Biogas opportunity is 1,75,000 crores and is a huge number.
Gov of India – share of gas in our energy has to be increased.
Import is not feasible. So Atmanirbhar, National Security, foreign exchange….
So GoI has planned to set up 5000 distributed plants and the specifications of CBG are stricter than CNG.
Rather than burning the grass/straw/stumps, use it to generate Biogas.
Many organic products/feedstock are now thrown away which can be used a high value resource to generate CBG.
5000 local plants at city outskirts can also inject gas to City grids. Thus these plants can become feeders to city gas.
Ecosystem would gradually develop.
175000 crores is computed from 5000 plants as a base figure.
Right now our yields are atleast 30% higher than competition as microbiology is not available with competition as they are only engineering companies. We are an integrated solution provider.
Even internationally the competitions are focusing only on farm based solutions, whereas Praj is already focusing on Industrial solutions.
By 2023, this differentiation will start showing.
Right now diesel is at 80 rupees diesel and so some villages have converted to CBG which is cleaner and cheaper.
Plants are set up by Sugar mills, entrepreneurs who know agrarian economy, biomass distributions, ESG focused funds, as per tonne CO2 footprint is the lowest. Gov of India does not have to spend any money. Gov of India only formulates the policy and act as enabler.
Policy is an important dimension for building the ecosystem.
- State gov like Punjab has already brought in contracts for plants per 50Km
- Long term contracts already signed between companies.
- ESG are investing due to clear policies.
37 minute
1950 Crore order FY21 – This order can double/treble in very quick time annually.
Seeing definitive structure of Industry change with opening up of feedstock. Every state can now put up to start starchy feedstock.
Size of plants will go up and good demand visibility.
Solar plant companies want to setup these plants as wind is uncertain through the year.
New set up of customers are coming in as run way is long and clear.
No focus to yield any market share and focus is on providing new solutions.
40 minute
Bioenergy business is growing at a very high pace.
Mix between Bioenergy and Engineering would not change much as focus would also be to grow engineering division as our market share is not that high.
Capex – 42 minute
- To catch up the run rate, no new major capex is required until
- Q4 showed as what we are capable of and our infrastructure can deliver. Q4 times 4 can be handled by us with the current capex.
- Technology investment/capability investment than capacity investment is more important.
- More focus would be on R&D(Industry 4.0 to 5.0) will require transformation on the energy side for sustainable bioenergy.
- Large Capex not in near future.
Praj is more of a technological company than a capital goods company.

+++

▸ Work order 1:
According to the biogas notes, how many distributed plants has the Government of India planned to set up?
▸ Work order 2:
Return the part of the biogas notes from "- ESG are investing" to "through the year.", copied word for word.

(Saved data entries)

+++

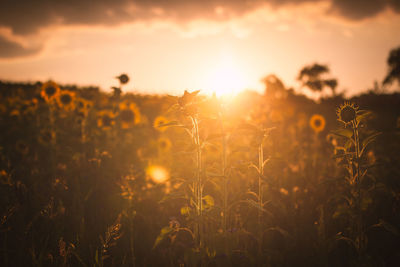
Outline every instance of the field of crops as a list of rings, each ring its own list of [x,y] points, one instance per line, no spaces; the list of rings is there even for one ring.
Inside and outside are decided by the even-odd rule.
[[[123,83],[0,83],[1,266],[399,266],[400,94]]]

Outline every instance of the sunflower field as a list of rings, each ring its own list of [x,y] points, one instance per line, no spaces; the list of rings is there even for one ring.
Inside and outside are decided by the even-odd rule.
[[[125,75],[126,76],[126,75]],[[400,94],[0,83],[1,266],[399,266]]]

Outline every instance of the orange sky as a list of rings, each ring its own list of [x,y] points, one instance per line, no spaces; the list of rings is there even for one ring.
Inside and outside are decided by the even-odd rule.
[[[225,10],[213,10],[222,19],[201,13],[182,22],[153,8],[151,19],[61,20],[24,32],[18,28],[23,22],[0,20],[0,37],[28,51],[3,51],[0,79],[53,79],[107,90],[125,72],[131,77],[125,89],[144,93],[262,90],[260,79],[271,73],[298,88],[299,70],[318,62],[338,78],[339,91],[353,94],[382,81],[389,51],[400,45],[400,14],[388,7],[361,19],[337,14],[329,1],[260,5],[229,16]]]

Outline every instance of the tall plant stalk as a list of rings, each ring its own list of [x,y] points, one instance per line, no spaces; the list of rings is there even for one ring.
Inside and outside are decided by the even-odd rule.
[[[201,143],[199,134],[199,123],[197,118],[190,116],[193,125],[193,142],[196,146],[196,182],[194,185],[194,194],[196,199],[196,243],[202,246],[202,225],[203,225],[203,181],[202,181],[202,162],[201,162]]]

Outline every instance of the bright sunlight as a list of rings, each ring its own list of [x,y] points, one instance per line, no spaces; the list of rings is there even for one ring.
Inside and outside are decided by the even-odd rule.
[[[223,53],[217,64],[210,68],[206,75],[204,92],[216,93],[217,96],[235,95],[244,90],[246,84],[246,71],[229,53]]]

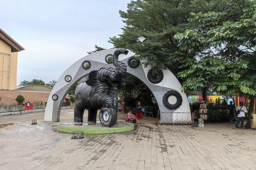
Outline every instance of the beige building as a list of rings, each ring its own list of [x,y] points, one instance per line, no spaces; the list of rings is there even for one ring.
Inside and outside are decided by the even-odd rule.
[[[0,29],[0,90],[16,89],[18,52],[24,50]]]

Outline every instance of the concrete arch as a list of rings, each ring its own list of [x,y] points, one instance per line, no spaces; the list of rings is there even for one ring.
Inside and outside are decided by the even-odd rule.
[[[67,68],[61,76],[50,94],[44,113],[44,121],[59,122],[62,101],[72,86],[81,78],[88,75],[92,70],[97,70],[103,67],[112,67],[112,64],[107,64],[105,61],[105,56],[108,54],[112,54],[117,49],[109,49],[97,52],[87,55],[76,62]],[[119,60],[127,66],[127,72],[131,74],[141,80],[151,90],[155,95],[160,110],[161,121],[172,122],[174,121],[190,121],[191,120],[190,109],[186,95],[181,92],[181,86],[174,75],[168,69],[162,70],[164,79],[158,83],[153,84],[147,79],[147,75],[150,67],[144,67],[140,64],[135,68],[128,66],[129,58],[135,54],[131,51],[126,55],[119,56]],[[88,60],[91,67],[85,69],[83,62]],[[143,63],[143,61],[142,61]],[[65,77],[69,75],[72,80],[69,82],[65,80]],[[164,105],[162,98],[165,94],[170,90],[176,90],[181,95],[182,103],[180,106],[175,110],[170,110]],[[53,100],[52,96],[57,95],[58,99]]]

+++

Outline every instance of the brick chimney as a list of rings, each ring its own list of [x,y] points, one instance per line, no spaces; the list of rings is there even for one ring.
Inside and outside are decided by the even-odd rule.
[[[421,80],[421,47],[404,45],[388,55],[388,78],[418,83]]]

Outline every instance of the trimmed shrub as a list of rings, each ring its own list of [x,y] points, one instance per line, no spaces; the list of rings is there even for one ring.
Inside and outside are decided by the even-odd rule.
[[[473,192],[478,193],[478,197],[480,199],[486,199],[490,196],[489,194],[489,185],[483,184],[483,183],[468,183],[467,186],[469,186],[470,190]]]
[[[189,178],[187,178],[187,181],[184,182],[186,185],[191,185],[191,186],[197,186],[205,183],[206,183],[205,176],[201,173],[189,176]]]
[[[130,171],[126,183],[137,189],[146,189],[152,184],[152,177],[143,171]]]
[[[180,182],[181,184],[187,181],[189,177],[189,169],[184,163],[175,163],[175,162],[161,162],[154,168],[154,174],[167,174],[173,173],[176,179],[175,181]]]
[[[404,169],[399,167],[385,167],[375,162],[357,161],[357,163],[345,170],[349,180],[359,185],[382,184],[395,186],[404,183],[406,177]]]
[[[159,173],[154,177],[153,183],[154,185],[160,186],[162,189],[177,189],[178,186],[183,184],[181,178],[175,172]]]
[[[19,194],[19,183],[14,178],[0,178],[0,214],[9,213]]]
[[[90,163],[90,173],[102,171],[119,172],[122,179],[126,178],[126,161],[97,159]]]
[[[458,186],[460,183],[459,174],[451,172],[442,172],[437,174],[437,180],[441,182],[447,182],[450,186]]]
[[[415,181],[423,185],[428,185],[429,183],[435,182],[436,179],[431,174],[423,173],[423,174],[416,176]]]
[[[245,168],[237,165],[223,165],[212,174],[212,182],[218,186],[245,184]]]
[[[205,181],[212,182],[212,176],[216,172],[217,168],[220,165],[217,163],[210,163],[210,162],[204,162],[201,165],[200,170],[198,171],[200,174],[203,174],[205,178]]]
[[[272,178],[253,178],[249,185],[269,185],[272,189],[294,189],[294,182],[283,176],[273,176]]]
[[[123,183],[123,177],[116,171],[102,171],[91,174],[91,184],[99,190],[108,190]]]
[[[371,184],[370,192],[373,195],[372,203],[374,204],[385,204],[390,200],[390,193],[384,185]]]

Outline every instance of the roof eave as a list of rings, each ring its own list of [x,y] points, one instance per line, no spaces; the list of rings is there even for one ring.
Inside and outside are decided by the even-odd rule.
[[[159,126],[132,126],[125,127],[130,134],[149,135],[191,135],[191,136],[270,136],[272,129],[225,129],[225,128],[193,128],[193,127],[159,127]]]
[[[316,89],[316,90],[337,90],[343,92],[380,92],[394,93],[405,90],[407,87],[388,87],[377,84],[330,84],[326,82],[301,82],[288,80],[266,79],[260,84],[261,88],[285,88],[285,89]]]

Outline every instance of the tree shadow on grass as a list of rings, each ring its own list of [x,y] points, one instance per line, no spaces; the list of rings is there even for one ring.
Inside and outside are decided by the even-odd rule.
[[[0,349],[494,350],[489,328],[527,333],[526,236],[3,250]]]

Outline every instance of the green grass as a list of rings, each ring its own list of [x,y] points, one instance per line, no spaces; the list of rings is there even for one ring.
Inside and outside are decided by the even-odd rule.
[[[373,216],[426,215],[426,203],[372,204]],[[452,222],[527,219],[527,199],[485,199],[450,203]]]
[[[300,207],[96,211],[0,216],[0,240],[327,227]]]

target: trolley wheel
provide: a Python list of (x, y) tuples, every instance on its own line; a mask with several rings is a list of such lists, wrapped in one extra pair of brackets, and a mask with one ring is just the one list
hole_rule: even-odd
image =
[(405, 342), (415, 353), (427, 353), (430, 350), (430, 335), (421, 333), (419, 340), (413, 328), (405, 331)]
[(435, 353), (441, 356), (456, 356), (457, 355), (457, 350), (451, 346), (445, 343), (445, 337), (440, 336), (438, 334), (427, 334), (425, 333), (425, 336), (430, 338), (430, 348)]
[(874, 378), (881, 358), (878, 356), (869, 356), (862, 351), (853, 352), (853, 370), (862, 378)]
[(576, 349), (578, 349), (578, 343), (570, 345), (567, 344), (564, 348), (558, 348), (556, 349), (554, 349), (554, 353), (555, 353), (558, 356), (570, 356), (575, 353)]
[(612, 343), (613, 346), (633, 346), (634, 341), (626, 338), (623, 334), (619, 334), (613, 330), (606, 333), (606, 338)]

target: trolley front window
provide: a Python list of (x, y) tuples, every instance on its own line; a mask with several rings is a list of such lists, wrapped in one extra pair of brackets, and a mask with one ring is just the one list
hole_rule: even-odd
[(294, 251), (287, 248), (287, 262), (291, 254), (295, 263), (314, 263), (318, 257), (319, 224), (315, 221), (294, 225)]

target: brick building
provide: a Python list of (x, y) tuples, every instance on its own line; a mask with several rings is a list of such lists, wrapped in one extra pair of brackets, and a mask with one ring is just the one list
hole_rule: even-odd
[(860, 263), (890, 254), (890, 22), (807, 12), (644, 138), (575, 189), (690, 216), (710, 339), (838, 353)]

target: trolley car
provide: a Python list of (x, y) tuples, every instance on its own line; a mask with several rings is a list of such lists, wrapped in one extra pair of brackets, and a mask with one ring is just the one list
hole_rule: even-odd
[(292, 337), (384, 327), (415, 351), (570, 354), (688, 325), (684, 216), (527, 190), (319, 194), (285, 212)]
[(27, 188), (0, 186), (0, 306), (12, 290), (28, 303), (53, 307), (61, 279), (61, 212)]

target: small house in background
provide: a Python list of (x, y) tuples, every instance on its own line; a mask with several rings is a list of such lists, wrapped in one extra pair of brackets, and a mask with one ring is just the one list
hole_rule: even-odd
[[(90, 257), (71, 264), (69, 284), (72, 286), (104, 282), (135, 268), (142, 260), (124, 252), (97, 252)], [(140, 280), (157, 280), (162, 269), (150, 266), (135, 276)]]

+++

▸ Task output 1:
5000 distributed plants.

▸ Task output 2:
- ESG are investing due to clear policies.
37 minute
1950 Crore order FY21 – This order can double/treble in very quick time annually.
Seeing definitive structure of Industry change with opening up of feedstock. Every state can now put up to start starchy feedstock.
Size of plants will go up and good demand visibility.
Solar plant companies want to setup these plants as wind is uncertain through the year.